- [TASK PROMPT]
Gather every line in the entries below that contains the string "rough". Only matches with the same capitalization count.

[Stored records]
'''

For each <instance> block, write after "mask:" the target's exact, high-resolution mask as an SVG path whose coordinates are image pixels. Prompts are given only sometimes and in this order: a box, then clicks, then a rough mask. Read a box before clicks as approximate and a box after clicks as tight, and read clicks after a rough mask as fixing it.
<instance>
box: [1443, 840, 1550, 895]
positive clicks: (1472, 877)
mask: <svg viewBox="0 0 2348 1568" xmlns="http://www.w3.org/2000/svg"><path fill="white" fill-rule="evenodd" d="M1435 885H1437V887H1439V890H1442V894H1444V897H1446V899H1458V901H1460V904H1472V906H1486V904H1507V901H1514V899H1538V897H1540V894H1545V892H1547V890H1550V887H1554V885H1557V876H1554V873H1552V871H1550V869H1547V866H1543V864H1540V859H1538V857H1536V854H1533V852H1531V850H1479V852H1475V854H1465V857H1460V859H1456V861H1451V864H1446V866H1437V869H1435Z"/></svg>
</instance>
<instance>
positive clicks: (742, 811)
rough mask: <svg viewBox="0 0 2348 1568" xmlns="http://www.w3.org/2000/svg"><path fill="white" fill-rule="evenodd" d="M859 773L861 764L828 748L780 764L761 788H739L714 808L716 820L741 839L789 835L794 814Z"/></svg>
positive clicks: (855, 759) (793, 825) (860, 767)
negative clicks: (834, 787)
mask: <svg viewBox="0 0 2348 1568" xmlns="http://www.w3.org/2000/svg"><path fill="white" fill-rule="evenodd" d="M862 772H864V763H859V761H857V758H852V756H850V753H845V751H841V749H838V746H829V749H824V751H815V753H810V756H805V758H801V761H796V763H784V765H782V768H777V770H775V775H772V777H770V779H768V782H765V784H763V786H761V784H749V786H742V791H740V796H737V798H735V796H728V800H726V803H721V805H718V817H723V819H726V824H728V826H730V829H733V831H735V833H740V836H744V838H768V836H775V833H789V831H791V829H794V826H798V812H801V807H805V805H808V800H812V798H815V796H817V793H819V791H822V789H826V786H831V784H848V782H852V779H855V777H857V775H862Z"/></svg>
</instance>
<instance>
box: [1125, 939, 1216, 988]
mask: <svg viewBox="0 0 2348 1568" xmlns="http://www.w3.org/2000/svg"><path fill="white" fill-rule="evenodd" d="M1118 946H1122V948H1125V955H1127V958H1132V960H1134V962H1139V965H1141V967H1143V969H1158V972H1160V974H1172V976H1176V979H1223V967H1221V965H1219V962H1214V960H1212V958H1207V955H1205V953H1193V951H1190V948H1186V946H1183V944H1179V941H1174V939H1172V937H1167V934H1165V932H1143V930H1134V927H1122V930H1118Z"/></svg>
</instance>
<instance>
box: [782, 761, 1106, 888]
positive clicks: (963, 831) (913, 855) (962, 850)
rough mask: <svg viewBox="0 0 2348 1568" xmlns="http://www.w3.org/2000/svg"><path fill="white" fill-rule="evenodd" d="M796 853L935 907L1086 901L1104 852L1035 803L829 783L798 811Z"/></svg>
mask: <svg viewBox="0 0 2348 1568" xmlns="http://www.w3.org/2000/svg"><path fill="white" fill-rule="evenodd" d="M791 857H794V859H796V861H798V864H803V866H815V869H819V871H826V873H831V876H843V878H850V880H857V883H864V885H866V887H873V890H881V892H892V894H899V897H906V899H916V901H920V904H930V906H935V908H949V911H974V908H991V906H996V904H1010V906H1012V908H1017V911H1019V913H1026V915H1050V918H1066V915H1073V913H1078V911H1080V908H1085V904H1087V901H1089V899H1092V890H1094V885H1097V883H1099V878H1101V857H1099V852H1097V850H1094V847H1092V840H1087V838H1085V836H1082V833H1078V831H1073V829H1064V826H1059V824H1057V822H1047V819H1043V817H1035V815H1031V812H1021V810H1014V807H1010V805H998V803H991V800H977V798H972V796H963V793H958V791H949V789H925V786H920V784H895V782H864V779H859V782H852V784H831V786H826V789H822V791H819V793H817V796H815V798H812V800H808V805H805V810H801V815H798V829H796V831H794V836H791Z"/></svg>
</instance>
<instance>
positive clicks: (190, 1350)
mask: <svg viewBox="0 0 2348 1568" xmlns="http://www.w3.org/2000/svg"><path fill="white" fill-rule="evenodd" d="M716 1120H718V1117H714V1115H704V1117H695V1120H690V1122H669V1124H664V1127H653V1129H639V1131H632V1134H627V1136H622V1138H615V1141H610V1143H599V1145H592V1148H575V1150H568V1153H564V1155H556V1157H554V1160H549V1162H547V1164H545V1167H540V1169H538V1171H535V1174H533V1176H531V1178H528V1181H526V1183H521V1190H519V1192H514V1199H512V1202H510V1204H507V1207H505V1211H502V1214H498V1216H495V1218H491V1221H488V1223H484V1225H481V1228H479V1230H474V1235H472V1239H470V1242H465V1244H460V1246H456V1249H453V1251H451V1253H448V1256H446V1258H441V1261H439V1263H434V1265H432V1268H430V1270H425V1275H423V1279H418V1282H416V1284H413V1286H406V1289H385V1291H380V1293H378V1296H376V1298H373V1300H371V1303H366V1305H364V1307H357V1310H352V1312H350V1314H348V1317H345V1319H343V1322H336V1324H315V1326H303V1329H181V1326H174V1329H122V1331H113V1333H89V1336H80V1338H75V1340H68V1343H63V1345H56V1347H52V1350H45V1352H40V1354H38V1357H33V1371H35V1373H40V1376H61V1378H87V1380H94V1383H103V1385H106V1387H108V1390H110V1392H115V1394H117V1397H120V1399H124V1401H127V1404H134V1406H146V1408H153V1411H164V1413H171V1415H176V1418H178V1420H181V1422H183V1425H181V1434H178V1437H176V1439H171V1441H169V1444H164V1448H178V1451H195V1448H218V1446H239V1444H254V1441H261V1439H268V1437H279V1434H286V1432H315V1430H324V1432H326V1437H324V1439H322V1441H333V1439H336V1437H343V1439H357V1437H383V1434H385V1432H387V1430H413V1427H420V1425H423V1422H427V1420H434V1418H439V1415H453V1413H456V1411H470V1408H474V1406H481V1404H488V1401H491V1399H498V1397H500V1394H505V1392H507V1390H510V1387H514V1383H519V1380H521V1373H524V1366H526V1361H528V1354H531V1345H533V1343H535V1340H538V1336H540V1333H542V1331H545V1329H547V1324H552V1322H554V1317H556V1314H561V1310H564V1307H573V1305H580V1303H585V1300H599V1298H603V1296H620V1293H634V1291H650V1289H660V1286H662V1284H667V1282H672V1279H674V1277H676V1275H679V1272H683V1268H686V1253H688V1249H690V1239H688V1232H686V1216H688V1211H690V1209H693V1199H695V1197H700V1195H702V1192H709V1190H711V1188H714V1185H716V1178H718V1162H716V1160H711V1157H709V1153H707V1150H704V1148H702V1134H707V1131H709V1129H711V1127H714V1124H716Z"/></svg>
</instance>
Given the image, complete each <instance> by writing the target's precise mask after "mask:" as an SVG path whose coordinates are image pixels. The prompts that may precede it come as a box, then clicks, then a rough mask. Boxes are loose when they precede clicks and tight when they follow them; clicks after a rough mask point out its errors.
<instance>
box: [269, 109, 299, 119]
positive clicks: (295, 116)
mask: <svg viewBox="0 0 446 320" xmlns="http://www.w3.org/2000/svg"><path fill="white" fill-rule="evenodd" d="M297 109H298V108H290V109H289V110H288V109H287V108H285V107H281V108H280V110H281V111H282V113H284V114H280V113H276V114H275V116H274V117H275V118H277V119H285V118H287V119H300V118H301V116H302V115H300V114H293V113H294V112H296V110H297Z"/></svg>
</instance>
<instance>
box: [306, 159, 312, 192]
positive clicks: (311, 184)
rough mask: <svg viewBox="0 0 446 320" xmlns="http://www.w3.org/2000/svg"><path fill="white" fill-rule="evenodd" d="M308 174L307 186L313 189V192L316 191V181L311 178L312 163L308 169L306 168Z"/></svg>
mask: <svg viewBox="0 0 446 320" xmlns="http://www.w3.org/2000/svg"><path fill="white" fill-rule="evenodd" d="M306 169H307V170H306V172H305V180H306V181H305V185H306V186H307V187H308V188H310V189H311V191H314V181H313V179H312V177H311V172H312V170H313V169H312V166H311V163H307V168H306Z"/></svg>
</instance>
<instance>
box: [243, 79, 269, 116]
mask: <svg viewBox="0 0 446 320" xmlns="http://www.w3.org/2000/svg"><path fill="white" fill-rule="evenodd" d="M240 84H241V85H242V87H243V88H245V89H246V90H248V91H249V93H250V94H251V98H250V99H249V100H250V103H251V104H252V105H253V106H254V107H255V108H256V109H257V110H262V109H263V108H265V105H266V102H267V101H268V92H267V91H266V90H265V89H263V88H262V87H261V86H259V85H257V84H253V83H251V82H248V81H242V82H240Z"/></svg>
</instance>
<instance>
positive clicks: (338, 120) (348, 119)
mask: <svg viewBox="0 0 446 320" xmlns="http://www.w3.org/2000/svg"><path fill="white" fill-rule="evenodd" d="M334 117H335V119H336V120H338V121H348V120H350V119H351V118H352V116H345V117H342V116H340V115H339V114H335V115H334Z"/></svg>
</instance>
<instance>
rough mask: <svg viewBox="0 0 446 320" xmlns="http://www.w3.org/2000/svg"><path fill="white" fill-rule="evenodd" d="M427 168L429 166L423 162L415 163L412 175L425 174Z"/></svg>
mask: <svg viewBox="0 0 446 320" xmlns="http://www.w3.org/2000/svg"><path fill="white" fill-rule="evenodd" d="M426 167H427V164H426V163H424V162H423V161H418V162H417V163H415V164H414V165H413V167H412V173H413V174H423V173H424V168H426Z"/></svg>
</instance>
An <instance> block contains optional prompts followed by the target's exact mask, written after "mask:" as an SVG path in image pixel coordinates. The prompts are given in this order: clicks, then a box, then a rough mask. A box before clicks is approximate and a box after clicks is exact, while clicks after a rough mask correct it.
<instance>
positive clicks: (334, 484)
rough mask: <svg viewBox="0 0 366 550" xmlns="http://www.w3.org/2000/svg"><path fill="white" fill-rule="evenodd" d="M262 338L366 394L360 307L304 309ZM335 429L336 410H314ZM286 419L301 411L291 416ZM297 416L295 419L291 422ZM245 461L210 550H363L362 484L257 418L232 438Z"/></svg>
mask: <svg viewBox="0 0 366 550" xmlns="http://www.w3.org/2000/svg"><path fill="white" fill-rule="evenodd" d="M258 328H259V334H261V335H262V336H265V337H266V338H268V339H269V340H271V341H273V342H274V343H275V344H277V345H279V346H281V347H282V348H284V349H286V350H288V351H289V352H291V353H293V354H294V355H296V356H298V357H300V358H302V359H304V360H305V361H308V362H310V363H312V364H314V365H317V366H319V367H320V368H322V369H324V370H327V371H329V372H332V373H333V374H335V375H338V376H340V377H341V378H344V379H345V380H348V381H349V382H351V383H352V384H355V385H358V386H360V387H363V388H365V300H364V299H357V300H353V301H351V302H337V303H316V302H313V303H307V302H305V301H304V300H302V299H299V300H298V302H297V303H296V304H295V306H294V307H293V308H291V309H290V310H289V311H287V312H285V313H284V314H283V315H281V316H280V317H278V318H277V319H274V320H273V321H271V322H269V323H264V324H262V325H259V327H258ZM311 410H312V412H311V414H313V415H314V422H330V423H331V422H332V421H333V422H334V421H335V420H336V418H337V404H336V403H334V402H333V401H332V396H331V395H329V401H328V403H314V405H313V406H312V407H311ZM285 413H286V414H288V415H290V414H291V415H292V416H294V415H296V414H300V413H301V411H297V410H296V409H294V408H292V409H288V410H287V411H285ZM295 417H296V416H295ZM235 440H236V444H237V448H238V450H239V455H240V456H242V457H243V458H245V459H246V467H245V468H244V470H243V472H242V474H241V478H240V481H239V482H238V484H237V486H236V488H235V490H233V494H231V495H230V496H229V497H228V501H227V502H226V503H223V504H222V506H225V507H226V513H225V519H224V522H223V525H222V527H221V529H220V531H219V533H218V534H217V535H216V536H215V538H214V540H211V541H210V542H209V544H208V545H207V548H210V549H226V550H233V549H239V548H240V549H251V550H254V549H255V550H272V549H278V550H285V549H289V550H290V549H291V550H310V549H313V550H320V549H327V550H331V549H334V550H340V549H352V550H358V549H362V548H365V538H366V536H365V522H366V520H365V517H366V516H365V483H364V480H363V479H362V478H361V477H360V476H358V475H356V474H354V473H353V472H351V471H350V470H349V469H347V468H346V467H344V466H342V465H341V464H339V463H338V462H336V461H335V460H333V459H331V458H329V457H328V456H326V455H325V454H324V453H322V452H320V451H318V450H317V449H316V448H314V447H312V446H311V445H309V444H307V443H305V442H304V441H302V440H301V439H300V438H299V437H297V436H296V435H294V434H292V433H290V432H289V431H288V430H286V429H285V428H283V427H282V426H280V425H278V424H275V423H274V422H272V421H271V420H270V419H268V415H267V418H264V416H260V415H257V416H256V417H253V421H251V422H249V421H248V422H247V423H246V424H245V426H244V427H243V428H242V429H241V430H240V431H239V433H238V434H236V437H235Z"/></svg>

'''

- [OUTPUT FOR THIS EXERCISE]
For each <instance> block, write after "mask:" the target's exact, high-resolution mask as an SVG path whose coordinates are image pixels. Prompts are given only sometimes and in this order: a box, then clicks, then a rough mask. Read a box before clicks as approximate and a box after clicks as tight, and read clicks after a rough mask as fixing it.
rough mask: <svg viewBox="0 0 2348 1568" xmlns="http://www.w3.org/2000/svg"><path fill="white" fill-rule="evenodd" d="M859 773L861 764L828 748L780 764L761 788H739L714 808L716 820L741 839L789 835L794 814Z"/></svg>
rough mask: <svg viewBox="0 0 2348 1568" xmlns="http://www.w3.org/2000/svg"><path fill="white" fill-rule="evenodd" d="M796 853L935 907L1086 901L1104 852L1035 803L829 783L798 811Z"/></svg>
Given the image, complete each <instance> by writing the target's precise mask after "mask:" as an SVG path whose coordinates are image pixels. The prompts that may precede it come as a box, then clicks, then a rough mask. Boxes are loose when they precede clicks and tight when they follow them; clicks after a rough mask point out its errors.
rough mask: <svg viewBox="0 0 446 320" xmlns="http://www.w3.org/2000/svg"><path fill="white" fill-rule="evenodd" d="M308 174L307 186L313 189V192L316 191V181L311 178L312 163L308 169L306 168Z"/></svg>
rough mask: <svg viewBox="0 0 446 320" xmlns="http://www.w3.org/2000/svg"><path fill="white" fill-rule="evenodd" d="M427 168L429 166L423 162L415 163L412 175L425 174Z"/></svg>
An <instance> block contains optional prompts followed by the target's exact mask, written after "mask:" as an SVG path in image pixel coordinates. The prompts are given in this order: clicks, then a box, then a rough mask. A box before clicks is approximate and a box after clicks is exact, while clicks after a rough mask correct it.
rough mask: <svg viewBox="0 0 366 550" xmlns="http://www.w3.org/2000/svg"><path fill="white" fill-rule="evenodd" d="M262 338L366 394L360 307L304 309ZM335 429L336 410H314ZM286 419L301 411L291 416ZM297 416L295 419L291 422ZM245 461L210 550H363L362 484L257 418L232 438Z"/></svg>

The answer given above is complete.